* DATA *
- - -
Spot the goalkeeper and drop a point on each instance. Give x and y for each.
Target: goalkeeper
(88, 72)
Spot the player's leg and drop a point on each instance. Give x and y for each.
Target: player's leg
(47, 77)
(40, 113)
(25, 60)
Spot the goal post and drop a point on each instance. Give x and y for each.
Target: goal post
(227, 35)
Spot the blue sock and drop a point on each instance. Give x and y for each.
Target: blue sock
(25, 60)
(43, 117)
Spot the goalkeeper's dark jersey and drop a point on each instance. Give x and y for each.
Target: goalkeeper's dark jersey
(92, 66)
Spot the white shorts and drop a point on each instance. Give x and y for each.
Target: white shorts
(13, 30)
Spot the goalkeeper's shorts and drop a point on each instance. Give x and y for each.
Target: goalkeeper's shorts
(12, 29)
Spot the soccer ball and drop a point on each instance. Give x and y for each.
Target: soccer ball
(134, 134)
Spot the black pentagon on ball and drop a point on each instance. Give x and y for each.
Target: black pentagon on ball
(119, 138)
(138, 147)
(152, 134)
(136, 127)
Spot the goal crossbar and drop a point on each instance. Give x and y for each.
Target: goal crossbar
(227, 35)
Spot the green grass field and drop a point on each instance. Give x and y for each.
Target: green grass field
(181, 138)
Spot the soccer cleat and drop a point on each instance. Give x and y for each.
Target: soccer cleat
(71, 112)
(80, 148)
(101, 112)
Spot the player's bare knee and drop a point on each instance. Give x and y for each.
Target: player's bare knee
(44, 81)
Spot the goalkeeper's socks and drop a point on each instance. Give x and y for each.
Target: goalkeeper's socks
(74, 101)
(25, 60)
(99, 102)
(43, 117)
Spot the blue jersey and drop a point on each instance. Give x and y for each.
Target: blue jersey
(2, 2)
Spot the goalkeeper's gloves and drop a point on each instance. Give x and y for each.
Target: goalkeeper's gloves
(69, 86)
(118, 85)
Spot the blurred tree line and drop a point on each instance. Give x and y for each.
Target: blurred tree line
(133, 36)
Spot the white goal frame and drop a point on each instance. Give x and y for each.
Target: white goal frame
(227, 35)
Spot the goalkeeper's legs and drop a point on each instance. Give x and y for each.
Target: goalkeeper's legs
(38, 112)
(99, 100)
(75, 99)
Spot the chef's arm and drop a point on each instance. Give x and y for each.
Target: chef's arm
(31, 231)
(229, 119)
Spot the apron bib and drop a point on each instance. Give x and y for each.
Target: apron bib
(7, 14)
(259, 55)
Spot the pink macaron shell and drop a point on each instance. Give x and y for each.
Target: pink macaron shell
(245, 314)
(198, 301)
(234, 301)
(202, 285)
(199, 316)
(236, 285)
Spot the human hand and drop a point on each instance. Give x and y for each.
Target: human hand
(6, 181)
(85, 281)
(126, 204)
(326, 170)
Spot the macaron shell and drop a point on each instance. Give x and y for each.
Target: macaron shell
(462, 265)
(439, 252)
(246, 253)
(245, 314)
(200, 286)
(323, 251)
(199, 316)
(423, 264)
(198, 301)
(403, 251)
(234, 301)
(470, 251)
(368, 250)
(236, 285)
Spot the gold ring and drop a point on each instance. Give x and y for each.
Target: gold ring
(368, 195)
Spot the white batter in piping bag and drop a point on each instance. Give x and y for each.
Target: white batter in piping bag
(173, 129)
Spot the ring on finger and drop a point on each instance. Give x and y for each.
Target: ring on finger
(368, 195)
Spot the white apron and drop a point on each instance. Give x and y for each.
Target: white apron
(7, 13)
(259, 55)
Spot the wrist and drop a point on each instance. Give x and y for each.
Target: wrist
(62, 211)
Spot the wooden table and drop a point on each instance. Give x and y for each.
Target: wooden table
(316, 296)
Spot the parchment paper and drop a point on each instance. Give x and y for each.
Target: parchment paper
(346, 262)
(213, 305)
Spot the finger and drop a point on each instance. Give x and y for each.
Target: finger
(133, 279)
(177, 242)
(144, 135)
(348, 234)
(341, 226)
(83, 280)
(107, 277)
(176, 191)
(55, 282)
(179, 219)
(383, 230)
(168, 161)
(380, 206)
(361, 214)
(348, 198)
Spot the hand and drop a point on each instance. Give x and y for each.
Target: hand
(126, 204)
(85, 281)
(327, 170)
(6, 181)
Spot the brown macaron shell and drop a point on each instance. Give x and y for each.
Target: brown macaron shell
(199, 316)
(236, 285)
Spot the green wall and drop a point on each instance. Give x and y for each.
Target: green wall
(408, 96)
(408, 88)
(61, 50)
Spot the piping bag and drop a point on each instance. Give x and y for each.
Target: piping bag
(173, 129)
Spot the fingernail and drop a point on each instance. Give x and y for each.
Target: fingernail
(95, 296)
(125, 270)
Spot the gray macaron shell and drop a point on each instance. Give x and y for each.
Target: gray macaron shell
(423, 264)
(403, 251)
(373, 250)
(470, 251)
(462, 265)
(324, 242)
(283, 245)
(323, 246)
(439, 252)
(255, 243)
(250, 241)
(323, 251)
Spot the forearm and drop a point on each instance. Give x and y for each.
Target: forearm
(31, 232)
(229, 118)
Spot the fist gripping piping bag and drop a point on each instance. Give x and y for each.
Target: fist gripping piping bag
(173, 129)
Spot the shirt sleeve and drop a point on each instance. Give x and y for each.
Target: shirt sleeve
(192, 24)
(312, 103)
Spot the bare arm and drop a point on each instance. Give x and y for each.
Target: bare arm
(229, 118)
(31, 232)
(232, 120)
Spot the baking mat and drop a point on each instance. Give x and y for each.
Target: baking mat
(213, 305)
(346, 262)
- - -
* TO DO *
Every entry, from the first line to the last, should be retyped exactly.

* WRITTEN REPLY *
Spot the goalkeeper and drop a point on each instance. Give x and y for each.
Target: goalkeeper
(88, 72)
Spot the player's leg and drop a point on each instance. Give x and y for each.
Target: player's leg
(47, 77)
(40, 113)
(25, 60)
Spot the goal post and drop a point on each instance. Give x and y for each.
Target: goal post
(227, 35)
Spot the blue sock and drop a point on each instance. Give x and y for each.
Target: blue sock
(25, 60)
(43, 117)
Spot the goalkeeper's dark jersey and drop a point on each instance. Give x and y for each.
Target: goalkeeper's dark jersey
(92, 66)
Spot the white shorts and drop a point on each instance. Give x and y for each.
Target: white shorts
(13, 30)
Spot the goalkeeper's shorts and drop a point on each instance. Give x and y for each.
Target: goalkeeper's shorts
(12, 29)
Spot the soccer ball and drop a point on each instance. Give x and y for each.
Target: soccer ball
(134, 134)
Spot the black pentagon on ball and drop a point on each instance. Give x and y for each.
Target: black pentagon on ball
(119, 138)
(138, 147)
(152, 134)
(136, 127)
Spot the goal crossbar and drop a point on each instance. Give x and y for each.
Target: goal crossbar
(227, 35)
Spot the green grass field and drop a point on each instance. Give x and y for each.
Target: green grass field
(181, 138)
Spot the soccer cleat and drop a point on each instance. Give x and y for each.
Target: soccer cleat
(71, 112)
(80, 148)
(101, 112)
Spot the player's bare knee and drop a point on each instance. Give x and y for each.
Target: player's bare knee
(44, 81)
Spot the goalkeeper's socks and drop a point on each instance. Give x and y for each.
Target: goalkeeper's socks
(74, 101)
(25, 60)
(99, 102)
(43, 117)
Spot the blue jersey and drop a point on each instance. Give x and y for each.
Target: blue jersey
(2, 2)
Spot the goalkeeper's gloves and drop a point on each instance. Give x and y for each.
Target: goalkeeper's gloves
(69, 86)
(118, 85)
Spot the blurred tree line and drop a point on each instance. Give x and y for each.
Target: blurred tree line
(133, 36)
Spot the white goal frame and drop a point on each instance. Give x and y for each.
Target: white goal frame
(227, 35)
Spot the goalkeeper's legs and drop a point on each instance. Give x and y for each.
Target: goalkeeper's legs
(38, 112)
(99, 100)
(75, 99)
Spot the chef's arm and drop a point on each instance. Give x and y for each.
Target: chef's arm
(31, 231)
(229, 119)
Spot the apron bib and drop a point on each instance. Give x and y for each.
Target: apron bib
(7, 14)
(259, 55)
Spot the pink macaron shell and drop a point on each instance. Give x and y for each.
Target: pink macaron shell
(245, 314)
(198, 301)
(234, 301)
(202, 285)
(199, 316)
(236, 285)
Spot the human hand and drop a point on each instance. Give x and y for each.
Target: human hand
(6, 181)
(85, 281)
(126, 204)
(326, 170)
Spot the macaron shell and drop a point on each instance. Give x and y for each.
Target: macaron shell
(462, 265)
(439, 252)
(246, 253)
(245, 314)
(200, 286)
(323, 251)
(199, 316)
(423, 264)
(198, 301)
(403, 251)
(234, 301)
(470, 251)
(368, 250)
(236, 285)
Spot the gold ring and drop a point on each instance. Give x and y for each.
Target: gold ring
(368, 195)
Spot the white batter in piping bag and drop a point on each instance. Give x and y for each.
Target: white batter in piping bag
(173, 129)
Spot the ring on finger and drop a point on each instance. Give x and y for each.
Target: ring on finger
(368, 195)
Spot the white apron and drop a point on each instance. Give x and y for each.
Target: white apron
(7, 13)
(259, 55)
Spot the wrist and drop a point on each instance. Give x and y for each.
Target: wrist
(62, 211)
Spot the wooden table and drop a point on each instance. Give x and y for each.
Target: wooden table
(316, 296)
Spot the parchment paper and drop a point on each instance. Give x and y for each.
Target: parchment paper
(346, 262)
(213, 305)
Spot the finger and drop a point on each instance. Give x and y for each.
Target: finger
(133, 279)
(177, 242)
(144, 135)
(348, 234)
(341, 226)
(83, 280)
(107, 277)
(176, 191)
(55, 282)
(179, 219)
(383, 230)
(168, 161)
(380, 206)
(361, 214)
(348, 198)
Spot the hand and drop a point on each instance. Give x and y for each.
Target: hand
(126, 204)
(85, 281)
(327, 170)
(6, 181)
Spot the brown macaron shell and drop a point on each instance. Give x and y for each.
Target: brown macaron shell
(199, 316)
(236, 285)
Spot the green wall and drop a point on each instance. Give x and y for each.
Target: green wall
(408, 96)
(408, 88)
(61, 50)
Spot the piping bag and drop a point on each instance. Give x and y for each.
Target: piping bag
(173, 129)
Spot the fingernail and drop a point on each instance. Give x and y for each.
Target: fingernail
(95, 296)
(125, 270)
Spot the gray macaron shell and drop a point on each instance. Give x and y for each.
Target: gray macaron shell
(423, 264)
(403, 251)
(373, 250)
(470, 251)
(462, 265)
(324, 242)
(283, 245)
(323, 246)
(439, 252)
(255, 243)
(250, 241)
(323, 251)
Spot the forearm and drop a point on each instance. Give x and y for each.
Target: forearm
(31, 232)
(229, 118)
Spot the fist gripping piping bag and drop a point on each instance. Give x and y for each.
Target: fist gripping piping bag
(173, 129)
Spot the shirt sleeve and drop a point on each instance. Give x and y for each.
Target: shirt sleeve
(192, 24)
(312, 103)
Spot the bare arm and drop a point on each instance. Give x and y for each.
Target: bare arm
(229, 118)
(31, 232)
(232, 120)
Spot the baking mat and drop a point on each instance. Give x and y for each.
Target: baking mat
(213, 305)
(346, 262)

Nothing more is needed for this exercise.